===== Supplied material =====

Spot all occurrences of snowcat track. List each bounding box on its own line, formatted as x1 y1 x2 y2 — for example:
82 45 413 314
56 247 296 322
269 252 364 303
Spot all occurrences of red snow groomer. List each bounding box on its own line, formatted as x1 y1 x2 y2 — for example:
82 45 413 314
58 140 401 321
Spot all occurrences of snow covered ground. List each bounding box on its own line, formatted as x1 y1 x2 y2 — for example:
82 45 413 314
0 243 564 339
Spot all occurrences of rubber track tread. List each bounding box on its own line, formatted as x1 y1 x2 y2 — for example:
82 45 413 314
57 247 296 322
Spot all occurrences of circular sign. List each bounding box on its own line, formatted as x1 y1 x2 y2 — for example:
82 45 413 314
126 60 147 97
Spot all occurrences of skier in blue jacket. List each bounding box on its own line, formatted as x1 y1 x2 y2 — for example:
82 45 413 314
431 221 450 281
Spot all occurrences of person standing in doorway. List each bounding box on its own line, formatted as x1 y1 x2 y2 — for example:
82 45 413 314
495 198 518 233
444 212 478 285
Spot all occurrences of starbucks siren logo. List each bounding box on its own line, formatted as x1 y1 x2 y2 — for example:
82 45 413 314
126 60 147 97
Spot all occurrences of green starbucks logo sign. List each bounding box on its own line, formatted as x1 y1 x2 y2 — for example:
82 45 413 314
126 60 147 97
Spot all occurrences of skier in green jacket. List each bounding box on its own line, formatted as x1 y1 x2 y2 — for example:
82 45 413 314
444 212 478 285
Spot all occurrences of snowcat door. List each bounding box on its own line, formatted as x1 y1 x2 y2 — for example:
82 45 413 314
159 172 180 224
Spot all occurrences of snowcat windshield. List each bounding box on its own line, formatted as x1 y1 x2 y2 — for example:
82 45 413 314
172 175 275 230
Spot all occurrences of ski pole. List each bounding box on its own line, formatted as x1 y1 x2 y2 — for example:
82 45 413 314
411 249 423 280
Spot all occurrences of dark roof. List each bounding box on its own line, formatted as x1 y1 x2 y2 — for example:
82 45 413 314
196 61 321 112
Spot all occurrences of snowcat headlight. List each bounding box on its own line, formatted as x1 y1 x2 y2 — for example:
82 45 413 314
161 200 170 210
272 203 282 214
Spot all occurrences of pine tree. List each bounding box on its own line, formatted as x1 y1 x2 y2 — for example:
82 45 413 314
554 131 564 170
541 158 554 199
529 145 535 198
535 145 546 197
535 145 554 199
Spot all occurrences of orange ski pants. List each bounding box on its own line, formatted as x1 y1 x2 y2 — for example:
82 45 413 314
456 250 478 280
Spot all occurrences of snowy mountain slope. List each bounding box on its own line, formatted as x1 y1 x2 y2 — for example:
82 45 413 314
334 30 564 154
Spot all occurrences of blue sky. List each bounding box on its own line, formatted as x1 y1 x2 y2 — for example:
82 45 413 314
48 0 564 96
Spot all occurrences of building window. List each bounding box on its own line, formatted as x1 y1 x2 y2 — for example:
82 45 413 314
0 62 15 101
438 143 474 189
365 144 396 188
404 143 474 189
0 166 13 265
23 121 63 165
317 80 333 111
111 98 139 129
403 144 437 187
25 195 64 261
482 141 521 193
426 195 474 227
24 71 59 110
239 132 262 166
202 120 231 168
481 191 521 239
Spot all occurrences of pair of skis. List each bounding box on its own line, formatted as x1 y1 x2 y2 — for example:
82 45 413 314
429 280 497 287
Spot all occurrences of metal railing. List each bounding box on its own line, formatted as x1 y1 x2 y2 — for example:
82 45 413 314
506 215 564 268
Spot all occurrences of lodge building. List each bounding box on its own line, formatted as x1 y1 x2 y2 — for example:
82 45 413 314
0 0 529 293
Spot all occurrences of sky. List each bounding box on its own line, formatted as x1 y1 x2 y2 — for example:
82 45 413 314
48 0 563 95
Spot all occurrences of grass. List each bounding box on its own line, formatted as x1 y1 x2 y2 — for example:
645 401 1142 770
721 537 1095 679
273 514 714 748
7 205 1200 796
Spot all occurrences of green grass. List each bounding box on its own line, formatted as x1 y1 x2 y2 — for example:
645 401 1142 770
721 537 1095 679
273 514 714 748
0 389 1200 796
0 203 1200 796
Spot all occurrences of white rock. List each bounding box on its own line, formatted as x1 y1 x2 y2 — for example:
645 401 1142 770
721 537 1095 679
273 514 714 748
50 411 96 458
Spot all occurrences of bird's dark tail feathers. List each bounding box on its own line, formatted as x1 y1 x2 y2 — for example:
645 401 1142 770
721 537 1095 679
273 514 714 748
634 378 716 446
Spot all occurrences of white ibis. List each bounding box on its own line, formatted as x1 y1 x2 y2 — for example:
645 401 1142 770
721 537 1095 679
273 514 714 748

=====

Written problem
Can you give the lines above again with "Spot all occurrences of" swapped for "Locate every instance of" everywhere it occurs, leaving everything else unchanged?

Expected answer
Locate every instance of snowcat track. List each bounding box on its own line, formatted as x1 y1 x2 y2 — for example:
82 45 413 314
56 247 296 322
269 252 364 303
Locate every instance of red snow groomer. List each bounding box on its own line, formatted as x1 y1 x2 y2 — for example:
82 45 413 314
58 140 401 321
Locate every instance of snow covered ground. List each bounding box on its own line, formatted as x1 y1 x2 y2 — for example:
82 45 413 314
0 243 564 339
Locate every instance of rubber track tread. List each bounding box on its own line, formatted as x1 y1 x2 y2 — for example:
82 45 413 314
57 247 296 322
Locate every instance of circular sign. List each bounding box on its own line, formatted as x1 y1 x2 y2 — for example:
82 45 413 314
126 60 147 97
Locate every instance of skier in blue jacket. List each bounding box on its own line, formatted as x1 y1 x2 y2 — for example:
82 45 413 314
431 221 450 281
Locate every instance of person standing in doorway. List each bounding box on its own line, formatted as x1 y1 x2 y2 — for example:
82 45 413 314
495 198 518 233
444 212 478 285
Locate every instance of starbucks siren logo. List each bounding box on its own line, formatted as x1 y1 x2 y2 — for example:
82 45 413 314
126 60 147 97
Locate every instance of green starbucks logo sign. List each bounding box on its own line, formatted as x1 y1 x2 y2 — for example:
82 45 413 314
126 60 147 97
Locate every instance of skier in green jacket. List each bounding box on its own line, formatted as x1 y1 x2 y2 — for example:
82 45 413 314
444 212 478 285
Locate every instance of snowcat door. List each bounding box on its own line, formatted as x1 y1 x2 y2 — for example:
82 45 413 314
159 172 180 224
Locate every instance of snowcat windshield. List each bounding box on its own line, formatted as x1 y1 x2 y2 — for example:
82 45 413 314
172 175 275 230
Locate every instance of ski pole. List each bounding box on its own line, formatted as x1 y1 x2 y2 — for example:
82 45 413 314
411 249 423 280
Locate every instance of dark roof. List each bounding box on its own line, formatted as x1 y1 x2 y2 — for example:
82 45 413 314
196 61 321 112
Locate every instance of snowcat headlight. List each bounding box on its own line, formatted as x1 y1 x2 y2 — for example:
82 45 413 314
161 200 170 210
272 203 282 214
Locate every instance of pine tree. List each bounding box on its own line, formatted as x1 y1 x2 y2 — for example:
82 45 413 314
554 131 564 170
541 158 554 199
529 145 535 198
535 145 546 197
535 145 554 199
Locate every instance of orange ski pants. List each bounding box on its own line, formatted as x1 y1 x2 y2 — for example:
82 45 413 314
456 250 478 280
Locate every instance of snowy mountain slope. List each bounding box on its own line, formatted as x1 y1 x2 y2 — for example:
82 45 413 314
334 30 564 154
Locate every instance of blue sky. List each bounding box on its own line, formatted as x1 y1 x2 y2 — for example:
82 45 413 314
48 0 564 96
Locate every instance of building window. List each bounding box on its own line, formatted as x1 y1 x2 y2 — for example:
82 45 413 314
0 62 15 101
438 143 474 189
365 144 396 188
404 143 474 189
0 166 13 265
23 121 63 165
317 80 333 111
111 98 139 129
403 144 437 187
25 195 64 261
482 141 521 193
426 195 474 227
24 71 59 110
239 132 262 166
202 120 231 168
481 191 521 239
Locate every instance of pair of skis. List each bounding box on its own line, formatted as x1 y1 x2 y2 — for example:
82 45 413 314
429 280 497 287
Locate every instance of metal railing. List each bounding box on its own line, formatted as x1 y1 x2 y2 — for example:
82 45 413 314
506 215 564 268
Locate every instance of lodge building. List each bounding box on its own line, formatted as x1 y1 x2 y2 — for example:
82 45 413 314
0 0 529 293
Locate every instance of sky. List each bounding box on its own line, formatted as x1 y1 x2 y2 — for example:
82 45 413 314
48 0 563 95
Locate every instance of grass. List each bounding box on its own line, formatted as x1 y1 x2 y2 — for example:
645 401 1142 770
721 537 1095 679
273 514 714 748
7 205 1200 796
Locate every instance of green grass. List each bounding box on its own line, formatted as x1 y1 x2 y2 — for example:
645 401 1142 770
721 537 1095 679
273 514 714 748
0 389 1200 796
0 203 1200 796
Locate every instance of white rock. List each bounding box on its own line, formatted as x1 y1 x2 y2 — for example:
645 401 1142 770
721 537 1095 679
273 514 714 748
50 411 96 458
Locate every instance of bird's dark tail feathers. List each bounding box on its own line, formatted as x1 y1 x2 y2 — for example:
645 401 1142 770
721 537 1095 679
273 514 714 748
634 378 716 446
Locate every instance of white ibis. List each bounding box on its own line, formatted as x1 y1 x2 y2 — for example:
645 401 1142 770
721 537 1095 679
273 514 714 748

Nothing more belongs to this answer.